- [Exercise objective]
Write out the listing below in its entirety, minus the pictures, without changing a word.

- [Available data]
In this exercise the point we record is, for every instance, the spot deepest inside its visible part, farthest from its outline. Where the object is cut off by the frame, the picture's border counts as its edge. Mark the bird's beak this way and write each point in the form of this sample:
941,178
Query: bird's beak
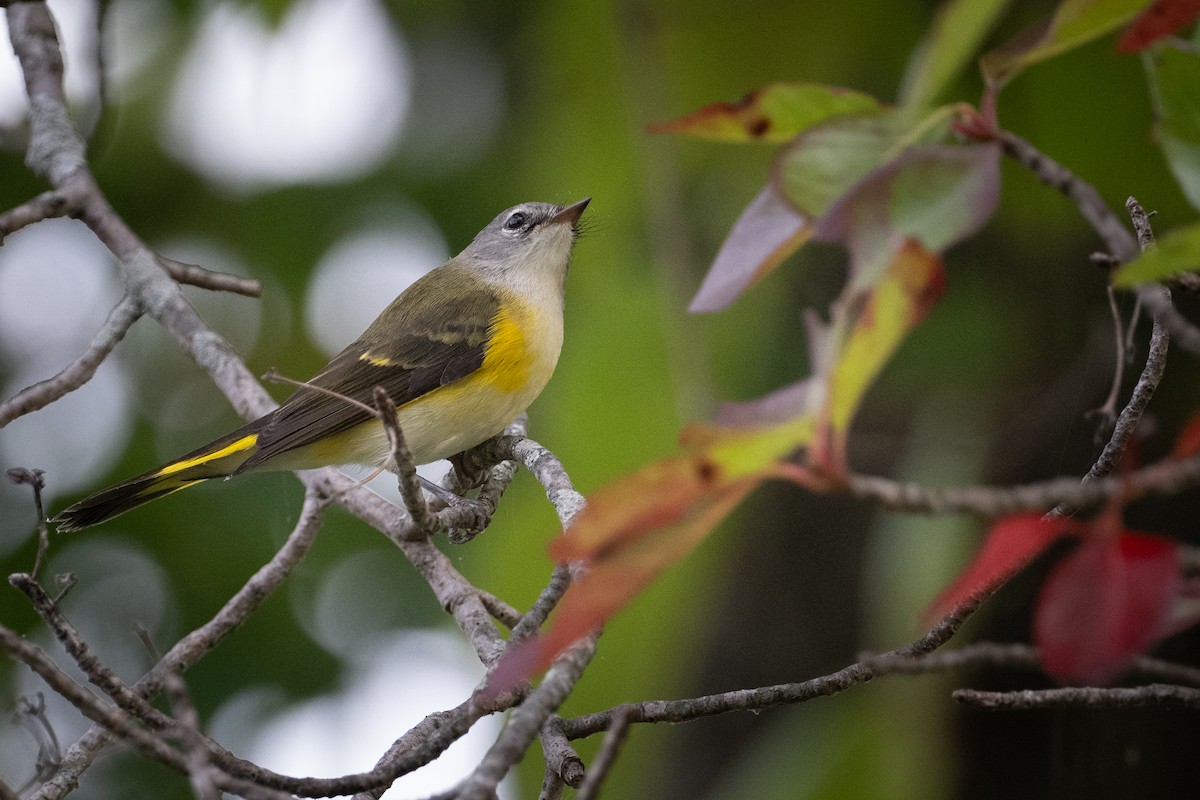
571,214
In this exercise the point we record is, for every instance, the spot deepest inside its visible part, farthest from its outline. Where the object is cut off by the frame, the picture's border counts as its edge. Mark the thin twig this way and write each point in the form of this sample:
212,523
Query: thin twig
1081,697
78,372
202,774
197,276
527,720
47,205
411,491
199,642
1162,477
558,753
603,763
36,480
1108,410
1089,202
1147,383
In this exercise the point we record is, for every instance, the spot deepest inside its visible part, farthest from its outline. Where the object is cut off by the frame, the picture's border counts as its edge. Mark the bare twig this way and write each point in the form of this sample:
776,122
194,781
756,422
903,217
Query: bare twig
1163,477
1081,697
201,773
78,372
527,720
561,757
1110,228
198,276
1108,410
47,205
1090,203
1141,227
1183,332
613,739
36,480
1147,383
199,642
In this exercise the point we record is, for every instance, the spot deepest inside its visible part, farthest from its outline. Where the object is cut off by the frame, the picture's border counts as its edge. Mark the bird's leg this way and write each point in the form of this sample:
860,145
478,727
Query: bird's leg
439,492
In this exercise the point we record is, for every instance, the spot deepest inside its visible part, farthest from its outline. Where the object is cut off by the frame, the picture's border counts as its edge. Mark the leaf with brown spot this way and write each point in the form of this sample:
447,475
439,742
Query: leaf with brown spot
885,314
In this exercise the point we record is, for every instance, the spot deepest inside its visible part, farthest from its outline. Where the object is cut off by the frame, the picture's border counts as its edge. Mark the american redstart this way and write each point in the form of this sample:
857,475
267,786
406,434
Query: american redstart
462,352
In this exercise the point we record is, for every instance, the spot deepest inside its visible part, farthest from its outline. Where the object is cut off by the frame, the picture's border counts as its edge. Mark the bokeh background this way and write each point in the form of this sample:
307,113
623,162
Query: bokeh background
335,150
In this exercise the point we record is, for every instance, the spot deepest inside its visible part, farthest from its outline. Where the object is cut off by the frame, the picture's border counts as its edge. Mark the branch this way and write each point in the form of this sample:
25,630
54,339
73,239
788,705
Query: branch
1090,203
1110,228
197,276
1163,477
199,642
47,205
406,470
527,721
1147,383
1081,697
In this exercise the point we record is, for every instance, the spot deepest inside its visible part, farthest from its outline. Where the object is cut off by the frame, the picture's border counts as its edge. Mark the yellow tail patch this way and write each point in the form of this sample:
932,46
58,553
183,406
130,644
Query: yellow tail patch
507,361
245,443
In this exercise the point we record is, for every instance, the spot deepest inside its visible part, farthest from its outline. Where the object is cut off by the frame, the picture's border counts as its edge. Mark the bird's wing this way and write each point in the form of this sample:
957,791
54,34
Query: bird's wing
407,353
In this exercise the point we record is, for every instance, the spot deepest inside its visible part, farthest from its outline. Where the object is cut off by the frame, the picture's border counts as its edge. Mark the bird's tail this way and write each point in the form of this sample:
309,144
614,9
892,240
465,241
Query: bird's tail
215,459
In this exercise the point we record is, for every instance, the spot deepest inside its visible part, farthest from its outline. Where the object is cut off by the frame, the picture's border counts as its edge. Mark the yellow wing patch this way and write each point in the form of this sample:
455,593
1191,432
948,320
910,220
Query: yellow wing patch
245,443
375,360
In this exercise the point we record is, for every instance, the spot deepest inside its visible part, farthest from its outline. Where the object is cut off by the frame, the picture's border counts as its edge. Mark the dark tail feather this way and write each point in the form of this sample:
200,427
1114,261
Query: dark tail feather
118,499
215,459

- [Answer section]
In this exercise the point we record is, for every instance, the spot deepest inside its visible part, farthest from its outline. Where the object is cut off by the frame, the picture's border counts as its edge. Mark the bird's beak this way and write each point in the form of this sample:
941,178
Query: bird's beak
571,214
In this exercise the point we record is, for every instance, the spot deepest inside its visible part, farthest from its outline. Where the object is cut off by the frame, the picture's border counts as its edge. Mark the thin twig this way and write each point in the form of this sample:
212,523
Query: thin twig
1081,697
78,372
202,774
197,276
527,720
47,205
411,491
199,642
1162,477
558,753
603,763
36,480
1108,410
1089,202
1147,383
In this exercise the point we record is, for every instance, the spot deepest inside its visible part, farthest from its outline. Where the object is cut off by the frame, the picture's border counts as its edge. Mark the bare twig this way and write each point in the form of this sample:
776,122
194,781
756,422
903,217
Query: bare twig
1163,477
1081,697
201,773
78,372
527,720
561,757
1110,228
198,276
1108,410
47,205
1090,203
1141,227
1183,332
613,739
36,480
1147,383
199,642
In this exercise the point we record is, for every instance, the spot deepest inside its visible part, farthest from its outline. Where the object is cut off by the frame, the picture's border counts as its edge. Mark the bird's leg this way and write each point in the form of this sample:
860,145
478,727
Query: bird's leg
439,492
In this exercise the point we record is, for every instance, the spot deepest inside its visible part, farthest from its outline. Where the object is cut off by the frame, the picture's border counts as its edge. Mark the leaf with brown spot this way and write each point in the form of this sample:
447,475
439,742
Query: leaf with brown spot
885,314
In this exercise the point we record is, for every instance, the spot deepest inside its visible part, farthest from its outline. Where the object is cut off by the frame, the picture's border counts as its edge. Mark the american redstart this way and write each point in the form of this sample:
857,475
267,786
406,434
Query: american redstart
462,352
In this exercise the point we record is, for every instance, the spot deepest inside its visible part, farthest from its outline. Where the object is cut off by the frame, the picture's border counts as its edge. Mark the bokeh background this way and write each point in the form of this sample:
307,113
623,162
Query: bokeh background
335,150
In this exercise the point we record is, for every instance, the spot deepest inside its visible part, farthest from its outline. Where the object is cut off by the frame, the picture's border counts as its edge. Mark the branch this way and write each point in the form of this sample:
25,630
54,339
73,239
788,705
Query: branch
1090,203
1110,228
197,276
1163,477
199,642
47,205
406,470
527,721
1147,383
1081,697
In this exercise the point we record is, for every instance, the spot deepest inside its visible part, farthest from its outline. Where the object is cut off by the frame, the picture's border counts as its edge. Mark the yellow tail patch this way and write each point in the form of this sample:
932,46
58,553
183,406
130,644
Query: yellow tail patch
507,361
245,443
In this exercise the point we record is, for every instance, the spot deepest inside its visible part, farthest from its outline. Where the object is cut off by the frame, the picture's border counts as its edge. Mark the bird's wing this way and write each point in the form of this sample:
957,791
54,34
Query: bird's wing
407,353
In this exercise the point we record is, for every instance, the spot deepest inside its visible part, farthest from its outline. Where the object is cut off by the frame, the picture's border counts as its edge. Mark the bird's tail this way and write each point in the form of this sample:
309,144
614,9
892,240
465,241
Query: bird's tail
215,459
In this exercise the point we record is, for every instance, the spot deepest inside its visible part, farthest from its outline. Where the object is cut off by the frame, the picture's border counts as its edge. Mark the yellow wing patch this way and write each point in the form of this sample:
455,593
1191,432
948,320
910,220
Query: yellow wing patch
245,443
375,360
In this exercise the point we record is, for every instance, the spot deepest inside its visible part, farthest from its outline. Where the object is cut off by the frame, the picture's border counts as its edge. Mark the dark tail feather this way and write each point in the form of this sample:
200,427
1114,261
Query: dark tail feather
118,499
215,459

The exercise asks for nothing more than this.